--- Problem to solve ---
Report each line below that contains the word "police" by copying that line in full. Case counts.

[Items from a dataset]

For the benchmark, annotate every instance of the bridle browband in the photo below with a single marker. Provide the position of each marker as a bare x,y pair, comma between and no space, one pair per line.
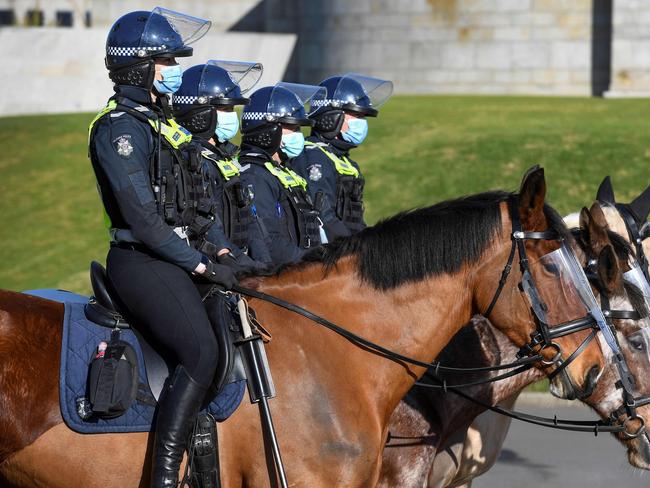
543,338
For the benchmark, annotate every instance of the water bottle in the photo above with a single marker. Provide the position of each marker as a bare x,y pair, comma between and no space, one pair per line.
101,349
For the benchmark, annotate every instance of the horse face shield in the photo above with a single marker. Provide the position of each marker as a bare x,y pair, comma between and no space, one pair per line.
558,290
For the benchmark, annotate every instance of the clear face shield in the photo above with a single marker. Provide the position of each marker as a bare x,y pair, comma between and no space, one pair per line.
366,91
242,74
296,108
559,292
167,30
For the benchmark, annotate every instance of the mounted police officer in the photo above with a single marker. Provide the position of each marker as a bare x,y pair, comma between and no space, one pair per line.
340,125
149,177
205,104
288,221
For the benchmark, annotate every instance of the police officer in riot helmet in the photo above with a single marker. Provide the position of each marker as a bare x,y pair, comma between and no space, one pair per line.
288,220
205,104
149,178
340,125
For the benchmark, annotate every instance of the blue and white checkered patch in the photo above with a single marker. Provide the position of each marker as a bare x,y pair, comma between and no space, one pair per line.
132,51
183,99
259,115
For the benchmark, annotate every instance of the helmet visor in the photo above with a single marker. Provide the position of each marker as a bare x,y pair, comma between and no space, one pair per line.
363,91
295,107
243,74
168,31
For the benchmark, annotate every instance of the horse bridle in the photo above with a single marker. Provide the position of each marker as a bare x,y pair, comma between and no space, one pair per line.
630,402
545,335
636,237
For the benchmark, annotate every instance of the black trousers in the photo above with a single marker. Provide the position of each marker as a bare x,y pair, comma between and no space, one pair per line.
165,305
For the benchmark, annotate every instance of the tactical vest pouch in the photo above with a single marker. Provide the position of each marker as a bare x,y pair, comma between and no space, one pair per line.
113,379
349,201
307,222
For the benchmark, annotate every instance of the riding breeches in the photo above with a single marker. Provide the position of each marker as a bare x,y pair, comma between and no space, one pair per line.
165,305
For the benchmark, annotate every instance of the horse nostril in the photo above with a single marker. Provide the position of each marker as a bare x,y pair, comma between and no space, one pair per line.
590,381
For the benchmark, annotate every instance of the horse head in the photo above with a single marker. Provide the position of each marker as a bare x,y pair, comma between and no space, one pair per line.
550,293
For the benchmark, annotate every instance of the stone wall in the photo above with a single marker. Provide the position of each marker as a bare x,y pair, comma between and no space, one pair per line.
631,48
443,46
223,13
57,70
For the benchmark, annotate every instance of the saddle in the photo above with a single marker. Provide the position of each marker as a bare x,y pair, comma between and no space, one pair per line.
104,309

==

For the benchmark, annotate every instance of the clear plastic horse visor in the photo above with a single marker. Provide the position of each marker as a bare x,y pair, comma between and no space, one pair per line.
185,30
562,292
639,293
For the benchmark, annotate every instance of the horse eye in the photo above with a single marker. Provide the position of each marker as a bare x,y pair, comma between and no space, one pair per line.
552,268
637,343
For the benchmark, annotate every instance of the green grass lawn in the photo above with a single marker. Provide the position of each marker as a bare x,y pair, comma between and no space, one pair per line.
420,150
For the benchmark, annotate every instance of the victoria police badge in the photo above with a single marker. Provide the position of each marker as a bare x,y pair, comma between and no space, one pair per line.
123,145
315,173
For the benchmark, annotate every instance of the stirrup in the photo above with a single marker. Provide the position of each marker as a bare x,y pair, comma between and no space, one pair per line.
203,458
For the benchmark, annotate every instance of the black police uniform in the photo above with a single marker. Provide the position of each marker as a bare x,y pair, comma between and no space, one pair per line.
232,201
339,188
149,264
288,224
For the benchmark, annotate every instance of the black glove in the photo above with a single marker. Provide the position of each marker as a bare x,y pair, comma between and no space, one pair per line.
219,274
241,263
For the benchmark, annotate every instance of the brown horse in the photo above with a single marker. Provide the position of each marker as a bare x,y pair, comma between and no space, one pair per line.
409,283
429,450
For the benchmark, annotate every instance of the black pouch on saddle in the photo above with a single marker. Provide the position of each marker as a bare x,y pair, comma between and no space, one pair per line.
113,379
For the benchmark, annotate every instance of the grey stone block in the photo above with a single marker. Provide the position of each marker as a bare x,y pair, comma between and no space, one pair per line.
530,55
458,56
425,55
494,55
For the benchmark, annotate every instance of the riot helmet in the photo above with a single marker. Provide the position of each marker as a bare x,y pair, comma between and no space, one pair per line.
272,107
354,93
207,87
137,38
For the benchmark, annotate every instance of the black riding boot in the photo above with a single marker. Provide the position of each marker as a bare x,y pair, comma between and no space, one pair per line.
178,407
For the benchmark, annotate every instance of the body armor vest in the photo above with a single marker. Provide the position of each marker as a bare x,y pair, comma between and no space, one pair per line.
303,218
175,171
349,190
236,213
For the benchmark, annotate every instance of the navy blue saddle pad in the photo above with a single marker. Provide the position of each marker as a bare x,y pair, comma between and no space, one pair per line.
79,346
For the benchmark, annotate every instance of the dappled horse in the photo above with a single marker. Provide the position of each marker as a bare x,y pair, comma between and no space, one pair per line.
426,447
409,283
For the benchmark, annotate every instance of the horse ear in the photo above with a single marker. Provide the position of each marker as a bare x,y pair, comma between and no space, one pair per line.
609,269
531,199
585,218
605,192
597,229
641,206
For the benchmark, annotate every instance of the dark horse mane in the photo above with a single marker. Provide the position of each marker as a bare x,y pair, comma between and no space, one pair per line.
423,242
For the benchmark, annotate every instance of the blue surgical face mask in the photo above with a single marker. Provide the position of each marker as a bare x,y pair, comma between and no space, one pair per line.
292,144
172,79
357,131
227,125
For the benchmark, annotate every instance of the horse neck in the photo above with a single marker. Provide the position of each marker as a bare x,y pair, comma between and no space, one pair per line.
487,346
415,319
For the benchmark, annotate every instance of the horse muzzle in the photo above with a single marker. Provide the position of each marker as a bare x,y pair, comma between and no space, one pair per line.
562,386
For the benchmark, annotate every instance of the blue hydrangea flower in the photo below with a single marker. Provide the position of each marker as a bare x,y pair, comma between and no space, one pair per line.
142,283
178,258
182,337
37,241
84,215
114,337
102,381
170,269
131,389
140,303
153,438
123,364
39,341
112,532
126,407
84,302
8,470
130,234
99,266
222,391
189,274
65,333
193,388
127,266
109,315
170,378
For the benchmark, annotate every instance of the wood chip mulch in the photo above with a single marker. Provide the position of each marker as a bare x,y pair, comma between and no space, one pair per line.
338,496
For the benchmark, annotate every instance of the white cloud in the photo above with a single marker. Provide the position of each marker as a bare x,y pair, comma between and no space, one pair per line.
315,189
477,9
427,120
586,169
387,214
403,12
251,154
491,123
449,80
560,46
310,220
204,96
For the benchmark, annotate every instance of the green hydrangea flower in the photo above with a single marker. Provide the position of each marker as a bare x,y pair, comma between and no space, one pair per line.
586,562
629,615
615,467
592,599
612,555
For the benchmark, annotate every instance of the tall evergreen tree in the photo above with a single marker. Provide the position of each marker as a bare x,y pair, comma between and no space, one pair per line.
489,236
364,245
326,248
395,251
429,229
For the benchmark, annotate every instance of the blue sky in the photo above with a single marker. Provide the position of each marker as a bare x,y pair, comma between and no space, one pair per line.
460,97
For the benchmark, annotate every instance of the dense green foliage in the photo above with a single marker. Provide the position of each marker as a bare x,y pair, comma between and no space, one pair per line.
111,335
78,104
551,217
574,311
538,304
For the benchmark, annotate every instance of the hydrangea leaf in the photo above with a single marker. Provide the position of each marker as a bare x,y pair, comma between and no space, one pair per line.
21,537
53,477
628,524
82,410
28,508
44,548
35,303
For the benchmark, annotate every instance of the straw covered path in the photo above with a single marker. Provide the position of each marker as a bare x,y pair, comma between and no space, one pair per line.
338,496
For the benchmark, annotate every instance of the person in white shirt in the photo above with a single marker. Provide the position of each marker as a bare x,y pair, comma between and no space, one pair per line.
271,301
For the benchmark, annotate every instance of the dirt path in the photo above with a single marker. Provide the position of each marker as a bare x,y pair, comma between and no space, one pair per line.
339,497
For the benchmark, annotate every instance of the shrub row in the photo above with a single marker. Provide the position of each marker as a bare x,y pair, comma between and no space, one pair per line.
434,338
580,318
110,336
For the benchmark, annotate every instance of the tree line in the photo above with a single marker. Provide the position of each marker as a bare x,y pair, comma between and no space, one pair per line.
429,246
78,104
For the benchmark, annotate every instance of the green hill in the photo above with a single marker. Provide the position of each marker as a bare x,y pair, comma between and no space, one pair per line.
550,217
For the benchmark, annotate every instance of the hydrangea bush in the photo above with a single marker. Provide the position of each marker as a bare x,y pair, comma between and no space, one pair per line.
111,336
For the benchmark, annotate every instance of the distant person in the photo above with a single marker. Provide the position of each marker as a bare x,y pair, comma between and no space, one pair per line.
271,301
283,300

==

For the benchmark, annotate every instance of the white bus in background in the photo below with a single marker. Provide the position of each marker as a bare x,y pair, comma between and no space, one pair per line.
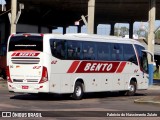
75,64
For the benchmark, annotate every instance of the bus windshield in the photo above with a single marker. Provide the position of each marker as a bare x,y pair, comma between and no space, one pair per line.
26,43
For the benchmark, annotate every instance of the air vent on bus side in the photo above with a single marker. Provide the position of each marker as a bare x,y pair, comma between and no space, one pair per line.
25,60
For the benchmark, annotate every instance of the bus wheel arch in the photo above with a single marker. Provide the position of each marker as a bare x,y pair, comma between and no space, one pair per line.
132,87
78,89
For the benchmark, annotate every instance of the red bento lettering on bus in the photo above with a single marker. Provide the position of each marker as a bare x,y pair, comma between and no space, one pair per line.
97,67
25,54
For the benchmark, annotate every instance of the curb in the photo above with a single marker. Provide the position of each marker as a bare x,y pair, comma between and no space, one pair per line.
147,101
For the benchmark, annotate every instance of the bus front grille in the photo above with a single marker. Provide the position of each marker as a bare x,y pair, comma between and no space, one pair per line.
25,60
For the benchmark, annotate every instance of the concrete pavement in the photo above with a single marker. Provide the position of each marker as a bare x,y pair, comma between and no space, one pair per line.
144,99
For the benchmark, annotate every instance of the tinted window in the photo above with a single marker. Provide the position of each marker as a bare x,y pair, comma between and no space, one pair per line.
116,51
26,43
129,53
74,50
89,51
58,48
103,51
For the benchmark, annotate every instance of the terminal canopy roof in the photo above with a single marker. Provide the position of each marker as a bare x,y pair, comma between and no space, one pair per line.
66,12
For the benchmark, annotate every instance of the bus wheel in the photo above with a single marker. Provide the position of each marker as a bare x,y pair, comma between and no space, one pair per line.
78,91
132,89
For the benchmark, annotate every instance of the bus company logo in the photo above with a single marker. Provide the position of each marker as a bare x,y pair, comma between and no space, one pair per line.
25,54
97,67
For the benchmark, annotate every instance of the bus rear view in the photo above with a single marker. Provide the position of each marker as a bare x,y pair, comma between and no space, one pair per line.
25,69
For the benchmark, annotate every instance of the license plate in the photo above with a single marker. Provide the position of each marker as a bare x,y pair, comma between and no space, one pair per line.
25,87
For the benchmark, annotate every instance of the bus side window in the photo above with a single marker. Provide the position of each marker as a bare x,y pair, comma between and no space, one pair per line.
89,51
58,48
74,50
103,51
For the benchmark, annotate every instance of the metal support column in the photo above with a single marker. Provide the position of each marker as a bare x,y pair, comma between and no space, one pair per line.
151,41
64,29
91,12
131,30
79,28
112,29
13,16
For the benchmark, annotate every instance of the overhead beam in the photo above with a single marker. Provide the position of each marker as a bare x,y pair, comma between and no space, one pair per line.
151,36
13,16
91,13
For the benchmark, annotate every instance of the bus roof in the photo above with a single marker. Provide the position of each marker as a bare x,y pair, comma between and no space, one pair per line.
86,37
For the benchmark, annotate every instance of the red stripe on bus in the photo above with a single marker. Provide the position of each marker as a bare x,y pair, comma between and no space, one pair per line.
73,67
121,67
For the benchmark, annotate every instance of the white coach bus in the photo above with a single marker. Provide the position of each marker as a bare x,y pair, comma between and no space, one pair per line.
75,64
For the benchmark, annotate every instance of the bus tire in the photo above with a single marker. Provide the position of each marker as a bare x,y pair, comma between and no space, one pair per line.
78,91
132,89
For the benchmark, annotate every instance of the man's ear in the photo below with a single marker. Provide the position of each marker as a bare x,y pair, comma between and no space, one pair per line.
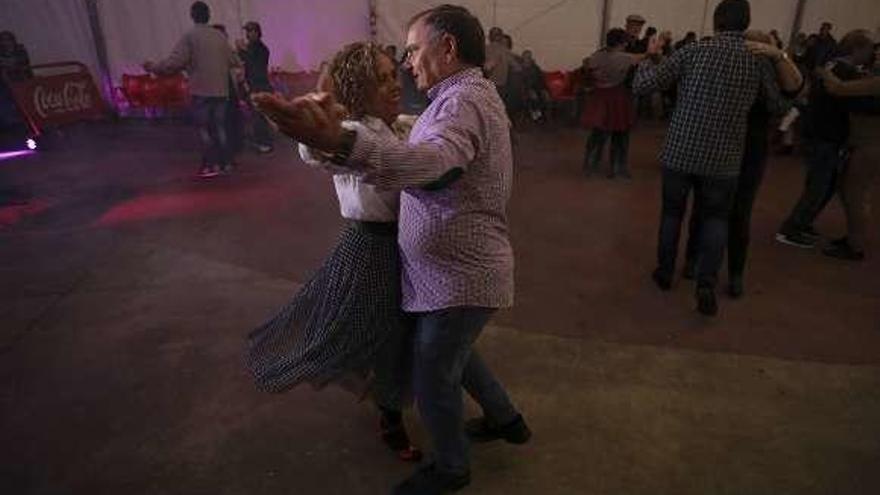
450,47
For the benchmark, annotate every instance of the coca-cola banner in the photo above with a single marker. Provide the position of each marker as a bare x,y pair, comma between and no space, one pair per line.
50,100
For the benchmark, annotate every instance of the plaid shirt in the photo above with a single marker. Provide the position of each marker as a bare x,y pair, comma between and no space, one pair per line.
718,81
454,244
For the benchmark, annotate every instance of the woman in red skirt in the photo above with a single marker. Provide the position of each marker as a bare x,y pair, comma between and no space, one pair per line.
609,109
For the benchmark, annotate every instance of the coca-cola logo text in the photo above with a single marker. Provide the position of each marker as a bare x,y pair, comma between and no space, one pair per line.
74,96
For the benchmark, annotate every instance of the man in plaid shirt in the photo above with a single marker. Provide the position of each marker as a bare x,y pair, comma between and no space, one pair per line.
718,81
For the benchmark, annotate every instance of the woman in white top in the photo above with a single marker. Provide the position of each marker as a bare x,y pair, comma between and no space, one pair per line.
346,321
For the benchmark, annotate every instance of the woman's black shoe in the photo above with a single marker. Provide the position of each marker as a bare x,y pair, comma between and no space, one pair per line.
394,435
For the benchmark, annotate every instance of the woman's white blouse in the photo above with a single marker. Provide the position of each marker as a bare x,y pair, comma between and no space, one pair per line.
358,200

--- Result ---
For the benchmark, annotate every instance of the mounted police officer in the photo above with a single marker. Provide the position of each marker as a bare x,y pair, comma between and no space, one pair per line.
For the benchmark, annotate every instance of the police officer in riot helmet in the photo above with a single marker. Provide the position of each marker as a bare x,y pair, comma between and no space, one pair per line.
For the benchmark, annotate every instance of the victoria police badge in the photo above with a single marker. Provide the position of each marker as a bare x,y pair, comma between and no space, one pair per line.
For the benchmark, annotate every instance of the black police uniform in the photo above with a single marker. Provide the position of each marker as a bare x,y pair, comma between and no space, one pair per line.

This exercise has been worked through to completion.